## START STORED ROWS

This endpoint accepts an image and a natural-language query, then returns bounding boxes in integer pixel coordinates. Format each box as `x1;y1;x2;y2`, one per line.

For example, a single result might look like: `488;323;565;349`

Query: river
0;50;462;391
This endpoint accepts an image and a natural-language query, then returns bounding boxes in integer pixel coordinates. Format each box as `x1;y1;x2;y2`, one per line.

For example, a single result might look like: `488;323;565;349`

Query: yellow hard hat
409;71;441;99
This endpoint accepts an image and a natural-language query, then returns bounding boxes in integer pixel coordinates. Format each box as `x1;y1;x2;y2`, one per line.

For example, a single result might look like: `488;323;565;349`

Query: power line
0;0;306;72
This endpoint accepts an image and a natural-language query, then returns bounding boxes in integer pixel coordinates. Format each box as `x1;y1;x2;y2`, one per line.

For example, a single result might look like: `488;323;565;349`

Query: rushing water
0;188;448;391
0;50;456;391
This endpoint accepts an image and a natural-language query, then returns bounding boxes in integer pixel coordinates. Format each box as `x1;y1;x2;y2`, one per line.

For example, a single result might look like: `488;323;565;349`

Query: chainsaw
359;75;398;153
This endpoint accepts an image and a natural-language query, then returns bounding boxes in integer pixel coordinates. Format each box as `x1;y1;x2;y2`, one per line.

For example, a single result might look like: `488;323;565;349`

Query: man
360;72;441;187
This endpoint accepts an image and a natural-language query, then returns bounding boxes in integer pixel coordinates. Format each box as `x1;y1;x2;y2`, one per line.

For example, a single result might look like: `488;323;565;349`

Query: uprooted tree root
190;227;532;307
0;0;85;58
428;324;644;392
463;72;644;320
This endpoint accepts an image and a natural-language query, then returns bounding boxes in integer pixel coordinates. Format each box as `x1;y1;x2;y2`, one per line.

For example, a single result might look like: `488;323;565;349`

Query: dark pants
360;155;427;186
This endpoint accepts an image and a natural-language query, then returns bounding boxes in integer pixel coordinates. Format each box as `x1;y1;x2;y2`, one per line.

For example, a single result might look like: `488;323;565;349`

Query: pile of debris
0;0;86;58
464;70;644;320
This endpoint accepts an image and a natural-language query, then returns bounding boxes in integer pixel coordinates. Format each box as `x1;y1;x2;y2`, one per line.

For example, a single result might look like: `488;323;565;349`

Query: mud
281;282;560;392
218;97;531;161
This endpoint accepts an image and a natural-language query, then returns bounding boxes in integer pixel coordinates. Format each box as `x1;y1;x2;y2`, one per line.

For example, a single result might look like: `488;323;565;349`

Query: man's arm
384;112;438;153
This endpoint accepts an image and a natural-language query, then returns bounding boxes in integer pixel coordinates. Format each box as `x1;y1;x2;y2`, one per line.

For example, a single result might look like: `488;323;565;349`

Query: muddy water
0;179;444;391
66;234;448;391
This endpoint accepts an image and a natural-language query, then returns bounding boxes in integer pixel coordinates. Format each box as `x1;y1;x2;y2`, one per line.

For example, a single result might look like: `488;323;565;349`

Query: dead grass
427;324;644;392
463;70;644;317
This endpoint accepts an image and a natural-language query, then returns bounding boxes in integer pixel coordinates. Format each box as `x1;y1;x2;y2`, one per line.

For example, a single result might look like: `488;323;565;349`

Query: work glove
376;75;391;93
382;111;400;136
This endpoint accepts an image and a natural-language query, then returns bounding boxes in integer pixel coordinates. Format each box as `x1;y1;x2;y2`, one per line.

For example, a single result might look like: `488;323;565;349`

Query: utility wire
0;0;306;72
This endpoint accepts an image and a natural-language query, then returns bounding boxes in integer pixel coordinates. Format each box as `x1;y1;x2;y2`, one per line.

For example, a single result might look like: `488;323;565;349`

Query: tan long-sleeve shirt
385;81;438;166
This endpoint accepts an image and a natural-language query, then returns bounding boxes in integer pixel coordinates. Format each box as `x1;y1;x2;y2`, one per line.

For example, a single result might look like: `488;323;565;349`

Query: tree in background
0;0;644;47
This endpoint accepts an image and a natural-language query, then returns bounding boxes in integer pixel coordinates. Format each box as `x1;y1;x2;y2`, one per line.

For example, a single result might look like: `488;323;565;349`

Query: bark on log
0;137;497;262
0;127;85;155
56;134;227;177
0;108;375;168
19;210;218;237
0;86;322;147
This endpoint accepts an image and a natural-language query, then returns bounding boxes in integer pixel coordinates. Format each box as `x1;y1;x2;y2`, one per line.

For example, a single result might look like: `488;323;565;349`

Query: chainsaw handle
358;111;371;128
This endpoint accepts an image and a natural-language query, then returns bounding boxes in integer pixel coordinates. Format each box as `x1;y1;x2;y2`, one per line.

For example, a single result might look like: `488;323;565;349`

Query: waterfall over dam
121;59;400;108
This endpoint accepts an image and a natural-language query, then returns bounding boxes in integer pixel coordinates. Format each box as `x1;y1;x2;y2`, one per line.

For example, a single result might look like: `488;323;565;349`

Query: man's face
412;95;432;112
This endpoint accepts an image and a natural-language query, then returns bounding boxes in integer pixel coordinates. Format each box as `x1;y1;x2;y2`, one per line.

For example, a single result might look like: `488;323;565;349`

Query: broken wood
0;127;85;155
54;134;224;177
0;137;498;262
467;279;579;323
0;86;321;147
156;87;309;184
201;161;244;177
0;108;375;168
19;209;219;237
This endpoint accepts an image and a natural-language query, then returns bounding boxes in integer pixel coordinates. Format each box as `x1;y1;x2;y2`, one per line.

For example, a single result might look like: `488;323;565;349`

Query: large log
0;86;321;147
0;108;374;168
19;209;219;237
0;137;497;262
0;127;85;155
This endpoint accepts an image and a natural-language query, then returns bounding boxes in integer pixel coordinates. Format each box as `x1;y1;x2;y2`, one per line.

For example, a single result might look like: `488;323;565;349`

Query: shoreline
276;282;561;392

## END STORED ROWS

**WRITTEN PROBLEM**
Pick out every line in the material above that contains the string "chainsaw" and copy each of those lines in full.

**EXERCISE RESPONSE**
Query: chainsaw
Query: chainsaw handle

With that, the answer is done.